To be done | Give the records as a two-column CSV, starting at the beginning of the records and going on through the line containing "374 100 L 396". Use one row per record, with columns named "text" and "answer", and put each value in a single quoted field with its line breaks replaced by spaces.

= = = =

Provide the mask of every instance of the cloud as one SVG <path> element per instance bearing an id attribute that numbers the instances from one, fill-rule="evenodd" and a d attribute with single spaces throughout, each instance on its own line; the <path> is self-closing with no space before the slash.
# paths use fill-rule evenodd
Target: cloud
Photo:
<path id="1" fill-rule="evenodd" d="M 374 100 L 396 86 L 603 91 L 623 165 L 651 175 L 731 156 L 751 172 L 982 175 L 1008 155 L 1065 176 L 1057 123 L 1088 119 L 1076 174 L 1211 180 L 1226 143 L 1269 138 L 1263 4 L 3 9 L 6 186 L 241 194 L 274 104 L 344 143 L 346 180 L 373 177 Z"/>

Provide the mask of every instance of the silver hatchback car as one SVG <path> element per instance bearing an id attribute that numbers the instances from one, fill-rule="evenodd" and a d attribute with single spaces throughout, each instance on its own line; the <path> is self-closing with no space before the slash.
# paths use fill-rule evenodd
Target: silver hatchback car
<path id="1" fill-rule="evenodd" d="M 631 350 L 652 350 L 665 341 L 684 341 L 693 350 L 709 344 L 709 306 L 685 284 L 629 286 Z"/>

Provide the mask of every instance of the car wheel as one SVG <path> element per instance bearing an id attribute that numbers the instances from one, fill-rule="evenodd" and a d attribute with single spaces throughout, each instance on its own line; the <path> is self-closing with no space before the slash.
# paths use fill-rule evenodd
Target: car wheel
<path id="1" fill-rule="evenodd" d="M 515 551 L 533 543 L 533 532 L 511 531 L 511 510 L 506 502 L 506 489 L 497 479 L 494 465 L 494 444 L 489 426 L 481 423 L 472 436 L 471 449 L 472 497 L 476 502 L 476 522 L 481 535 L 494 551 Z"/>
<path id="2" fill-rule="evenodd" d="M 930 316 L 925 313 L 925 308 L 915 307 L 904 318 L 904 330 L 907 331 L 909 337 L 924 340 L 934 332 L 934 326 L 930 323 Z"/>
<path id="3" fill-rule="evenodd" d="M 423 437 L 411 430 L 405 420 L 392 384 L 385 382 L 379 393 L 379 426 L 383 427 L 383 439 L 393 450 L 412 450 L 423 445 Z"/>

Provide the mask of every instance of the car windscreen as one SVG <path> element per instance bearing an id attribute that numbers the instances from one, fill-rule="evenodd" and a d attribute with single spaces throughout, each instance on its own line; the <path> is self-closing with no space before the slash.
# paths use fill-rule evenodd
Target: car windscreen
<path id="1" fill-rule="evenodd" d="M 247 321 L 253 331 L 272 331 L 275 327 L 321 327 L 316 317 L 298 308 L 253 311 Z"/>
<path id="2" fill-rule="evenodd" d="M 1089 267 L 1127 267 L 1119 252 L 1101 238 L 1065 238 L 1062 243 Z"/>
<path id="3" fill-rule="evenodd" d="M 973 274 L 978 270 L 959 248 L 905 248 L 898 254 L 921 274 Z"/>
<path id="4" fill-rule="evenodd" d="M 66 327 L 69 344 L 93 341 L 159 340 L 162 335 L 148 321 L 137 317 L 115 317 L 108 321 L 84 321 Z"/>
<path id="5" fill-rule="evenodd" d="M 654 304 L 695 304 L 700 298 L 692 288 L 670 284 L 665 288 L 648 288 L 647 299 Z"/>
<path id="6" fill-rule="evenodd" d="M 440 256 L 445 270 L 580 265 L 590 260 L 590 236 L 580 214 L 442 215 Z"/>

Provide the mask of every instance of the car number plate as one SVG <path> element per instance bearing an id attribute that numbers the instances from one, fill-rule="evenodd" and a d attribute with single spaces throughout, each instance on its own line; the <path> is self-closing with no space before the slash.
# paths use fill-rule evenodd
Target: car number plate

= = = =

Result of the exercise |
text,answer
"Provide the mask of every instance of the cloud as one SVG <path> element per instance bearing an id attribute that numbers the instances from one, fill-rule=""evenodd"" and a d attribute with single spaces throughout, each instance on its own line; the <path> is self-closing with no space before the slash. # paths use fill-rule evenodd Target: cloud Photo:","<path id=""1"" fill-rule=""evenodd"" d=""M 374 100 L 396 86 L 603 91 L 623 165 L 651 175 L 731 156 L 751 172 L 982 175 L 1008 155 L 1065 176 L 1057 123 L 1088 119 L 1076 174 L 1211 180 L 1226 143 L 1269 138 L 1263 4 L 3 9 L 6 186 L 241 194 L 274 104 L 344 143 L 346 180 L 373 177 Z""/>"